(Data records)
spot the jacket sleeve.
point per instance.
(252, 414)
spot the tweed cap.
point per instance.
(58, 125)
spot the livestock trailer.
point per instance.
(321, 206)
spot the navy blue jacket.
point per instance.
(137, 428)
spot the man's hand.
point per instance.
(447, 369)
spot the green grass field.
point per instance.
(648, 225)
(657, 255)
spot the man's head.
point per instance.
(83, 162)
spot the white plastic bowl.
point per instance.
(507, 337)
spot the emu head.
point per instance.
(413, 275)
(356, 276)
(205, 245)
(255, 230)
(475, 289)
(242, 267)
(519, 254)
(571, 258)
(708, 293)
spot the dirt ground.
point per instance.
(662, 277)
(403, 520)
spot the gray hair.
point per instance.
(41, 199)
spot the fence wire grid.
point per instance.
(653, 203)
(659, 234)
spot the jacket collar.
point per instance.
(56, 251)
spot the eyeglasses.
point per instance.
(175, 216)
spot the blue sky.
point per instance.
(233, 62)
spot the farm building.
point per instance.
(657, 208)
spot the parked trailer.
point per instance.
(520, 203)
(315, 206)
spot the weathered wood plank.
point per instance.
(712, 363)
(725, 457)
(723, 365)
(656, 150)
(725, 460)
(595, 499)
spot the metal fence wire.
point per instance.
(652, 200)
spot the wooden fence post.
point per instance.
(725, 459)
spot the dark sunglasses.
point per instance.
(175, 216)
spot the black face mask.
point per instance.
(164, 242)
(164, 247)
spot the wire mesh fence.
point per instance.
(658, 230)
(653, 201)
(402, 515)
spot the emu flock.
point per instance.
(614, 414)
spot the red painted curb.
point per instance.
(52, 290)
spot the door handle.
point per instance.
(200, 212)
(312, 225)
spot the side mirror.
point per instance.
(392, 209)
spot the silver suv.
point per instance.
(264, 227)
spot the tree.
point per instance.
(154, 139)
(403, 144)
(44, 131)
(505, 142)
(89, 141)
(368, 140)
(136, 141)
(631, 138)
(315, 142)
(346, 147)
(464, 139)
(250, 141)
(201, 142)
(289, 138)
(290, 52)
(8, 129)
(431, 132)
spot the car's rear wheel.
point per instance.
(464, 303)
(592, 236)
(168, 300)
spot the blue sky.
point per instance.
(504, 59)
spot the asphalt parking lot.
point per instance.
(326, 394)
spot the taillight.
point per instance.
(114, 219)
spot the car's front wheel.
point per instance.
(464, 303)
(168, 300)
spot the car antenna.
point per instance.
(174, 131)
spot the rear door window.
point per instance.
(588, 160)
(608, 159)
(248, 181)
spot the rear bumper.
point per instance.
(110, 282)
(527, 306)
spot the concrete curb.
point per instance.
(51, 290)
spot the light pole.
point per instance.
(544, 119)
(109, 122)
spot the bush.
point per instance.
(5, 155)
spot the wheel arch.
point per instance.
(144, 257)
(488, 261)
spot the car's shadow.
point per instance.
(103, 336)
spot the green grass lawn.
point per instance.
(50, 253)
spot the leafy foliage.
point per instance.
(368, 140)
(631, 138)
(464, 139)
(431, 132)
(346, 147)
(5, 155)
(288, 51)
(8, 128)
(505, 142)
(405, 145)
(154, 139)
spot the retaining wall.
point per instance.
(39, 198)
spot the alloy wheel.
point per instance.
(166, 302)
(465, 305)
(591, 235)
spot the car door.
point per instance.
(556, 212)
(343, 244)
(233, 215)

▶ _TO DO_: Tell how many lines of the entries above include "trailer". The answer should be the number and nothing more.

▶ _RESULT OF THIS EXERCISE_: 2